### Quoted passage ###

Open source, DIY technical operations

The title seems like a mouthful and belies what I feel I really want to convey.  Systems administration is a broad domain and can contain a multitude of skills but the discipline is the same across all; you are an army of one(1), there is no one coming to help you(2), the cavalry is you(3). Yes, this is nonideal but it is a reality.  Would I love to work in a place where none of these could ever be true? Absolutely.

What I'm trying to convey in the title is largely how I believe anyone in this field could be able to operate, but not necessarily that they should. And indeed, my own experience has largely allowed me to direct issues to the people that can or should handle them. Too often though, I have met people very comfortable in passing the buck and occasionally blame. But let's continue to look at the engineering side of companies for roles other than developers.

Titles and roles like Devops Engineer (yes, I know, generally shouldn't be a 'thing' but it is), Site Reliability Engineer, Platform or Production Engineer and the "old" Systems Administrator are really all the same thing.  And yet, somehow some companies can have all of them and really define .  But the terms/names DO convey a sense of "when".  And to me, the when is sometimes indicative of "what" someone may have experienced. Systems Administration, and Systems Administrator, hark back to a time when a person in that role "wore many hats".

Depending on the size of the company and what they were doing, they could have been provisioning storage on large storage array systems like 3Par, NetApp, or EMC.  They could have been in charge of databases wearing the DBA or Database Architect hat.  They could have also worn the Network Administrator hat provisioning Cisco routers, Juniper switches, Fortinet firewalls, F5 load balancers and creating all the routing ACLs, VLANS, firewall rules and load balancer nodes, pools, and rules on which to match. They could even have done corporate Information Technology or helpdesk work.

The thing is Systems Administrators also dealt with what we might now consider "compute" nodes as well or "servers" whether they were "bare metal" or virtual machines.  And in doing so, they'd need to pick the OS, the filesystem type, whether or not to use LVM or to put different 'file systems' on dedicated partitions what services to run (see '/etc/services') and how to deal with user management.  It's possible they didn't... OR they used LDAP (possibly hooked into MSAD) and top it off with Kerberos. It's possible that if they were doing networking as mentioned above, they tied those together with Radius or TACACS(+).

And this is before I even get into how they'd have to deal with what the developers are creating for the given company for which they all work.  And in the "bad old days", they were the ones on call for everything.  Including the applications code bases in which they have never written a line of code.

They likely also had to deal with release engineering. Which means that they had to use tools to coordinate deployments to multiple machines and ensure that all the machines started using the new application version lest some users get stuck on older versions.

### Material provided ###

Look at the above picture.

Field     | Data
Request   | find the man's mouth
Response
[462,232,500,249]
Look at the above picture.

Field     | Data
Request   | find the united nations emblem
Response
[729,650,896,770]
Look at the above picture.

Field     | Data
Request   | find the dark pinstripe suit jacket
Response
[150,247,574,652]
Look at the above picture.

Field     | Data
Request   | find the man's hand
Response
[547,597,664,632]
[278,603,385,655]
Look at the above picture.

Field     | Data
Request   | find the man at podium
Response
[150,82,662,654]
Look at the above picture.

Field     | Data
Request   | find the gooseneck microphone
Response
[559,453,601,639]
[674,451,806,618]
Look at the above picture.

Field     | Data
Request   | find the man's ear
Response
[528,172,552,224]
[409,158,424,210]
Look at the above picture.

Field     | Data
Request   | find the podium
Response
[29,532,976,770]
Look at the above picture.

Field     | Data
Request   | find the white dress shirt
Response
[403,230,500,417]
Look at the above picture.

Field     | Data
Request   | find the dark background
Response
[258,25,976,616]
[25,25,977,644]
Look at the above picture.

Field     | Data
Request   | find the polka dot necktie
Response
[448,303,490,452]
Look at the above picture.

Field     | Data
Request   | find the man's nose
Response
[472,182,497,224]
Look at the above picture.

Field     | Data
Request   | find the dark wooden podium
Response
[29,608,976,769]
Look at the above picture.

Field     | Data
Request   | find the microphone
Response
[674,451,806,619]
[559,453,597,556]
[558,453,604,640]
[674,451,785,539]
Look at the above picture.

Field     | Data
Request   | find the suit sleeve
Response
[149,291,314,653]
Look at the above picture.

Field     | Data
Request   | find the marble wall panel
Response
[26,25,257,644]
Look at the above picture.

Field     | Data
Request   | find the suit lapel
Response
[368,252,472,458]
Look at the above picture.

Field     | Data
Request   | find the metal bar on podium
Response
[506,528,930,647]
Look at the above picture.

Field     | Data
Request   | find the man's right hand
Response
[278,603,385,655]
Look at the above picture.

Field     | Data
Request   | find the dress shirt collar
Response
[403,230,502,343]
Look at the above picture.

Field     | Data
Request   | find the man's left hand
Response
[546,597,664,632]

###

■ **Tasks and exercises**:
1 – Identify every network equipment vendor named in the essay on systems administration, each with the device type it is paired with.
2 – Return each line of the rows that contains the string "microphone", matching case exactly.
The essay on systems administration and the rows are independent of each other.

■ **Solutions in order**:
1 – Cisco routers, Juniper switches, Fortinet firewalls, F5 load balancers

2 –
Request   | find the gooseneck microphone
Request   | find the microphone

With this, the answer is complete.